# Problem details
Lay out the records below as a two-column CSV with the header row "text,answer" and one row per record. Put each record's text and its answer in a single quoted field each, and replace every line break with a space.
--------------------------------------------------
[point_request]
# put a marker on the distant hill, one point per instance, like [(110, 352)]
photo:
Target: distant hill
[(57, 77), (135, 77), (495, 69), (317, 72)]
--------------------------------------------------
# Result below
text,answer
"[point_request] # put a marker on the distant hill, one point per instance, like [(110, 352)] photo: Target: distant hill","[(57, 77), (135, 77), (495, 69), (317, 72)]"